Selection
───
Help Troubleshooting performance with NVMe RAID

[paulinventome]

So I have a PCI Board with 4x 2TB NVMe on (970 Eco). The board is an OWC and shows each drive separately. It all seems to work. I have set up a ZRaid, so one redundant drive and 3 together. It's a scratch drive designed to be run over 10gbe and most video working files.

I am seeing pretty poor performance from various machines and when I do a dd locally I get

WRITE: 107374182400 bytes transferred in 29.555392 secs (3,632,981,203 bytes/sec)
READ: 107374182400 bytes transferred in 56.144439 secs (1,912,463,349 bytes/sec)

By comparison this truenas box also has a ZRaid with 3 x 4TB SSD and a 9 spinning disc array and I get better performance from these.

So I know one on is likely to say, oh it's probably this or that but what I would love to know is *how* you would go about troubleshooting this?

So one thing I would try is to delete this pool and start with just a single NVMe drive and compare and try some other combinations.

But is using dd a good idea? Is there a better way to benchmark? The dd command is basically dd if=/dev/zero of='/mnt/Blaze/Blaze Drive/tmp.zero' bs=2048k count=50k

I don't believe the card should be an issue - it does the right thing with PCI lanes and does it on board.
───
Material provided
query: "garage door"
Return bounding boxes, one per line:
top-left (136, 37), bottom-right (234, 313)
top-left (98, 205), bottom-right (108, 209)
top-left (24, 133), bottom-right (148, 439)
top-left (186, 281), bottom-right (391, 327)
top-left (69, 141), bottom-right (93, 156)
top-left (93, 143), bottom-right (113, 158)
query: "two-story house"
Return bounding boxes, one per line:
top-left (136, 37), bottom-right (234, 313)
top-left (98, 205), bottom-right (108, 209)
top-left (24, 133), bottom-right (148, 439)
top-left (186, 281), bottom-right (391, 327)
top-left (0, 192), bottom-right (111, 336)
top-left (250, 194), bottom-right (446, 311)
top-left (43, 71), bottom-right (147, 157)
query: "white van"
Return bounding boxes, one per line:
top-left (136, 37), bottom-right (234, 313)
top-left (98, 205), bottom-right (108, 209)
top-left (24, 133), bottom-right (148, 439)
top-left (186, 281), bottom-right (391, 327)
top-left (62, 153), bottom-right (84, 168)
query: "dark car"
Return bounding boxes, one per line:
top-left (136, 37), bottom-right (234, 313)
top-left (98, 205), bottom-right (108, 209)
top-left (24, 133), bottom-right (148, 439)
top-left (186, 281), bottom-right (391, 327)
───
Directions for this task
Edit the NVMe RAID post starting with "Help Troubleshooting performance" and going on through "performance from these.", replacing "ZRaid" with "RAIDZ". These items have no connection to the NVMe RAID post.

Task answer
Help Troubleshooting performance with NVMe RAID

[paulinventome]

So I have a PCI Board with 4x 2TB NVMe on (970 Eco). The board is an OWC and shows each drive separately. It all seems to work. I have set up a RAIDZ, so one redundant drive and 3 together. It's a scratch drive designed to be run over 10gbe and most video working files.

I am seeing pretty poor performance from various machines and when I do a dd locally I get

WRITE: 107374182400 bytes transferred in 29.555392 secs (3,632,981,203 bytes/sec)
READ: 107374182400 bytes transferred in 56.144439 secs (1,912,463,349 bytes/sec)

By comparison this truenas box also has a RAIDZ with 3 x 4TB SSD and a 9 spinning disc array and I get better performance from these.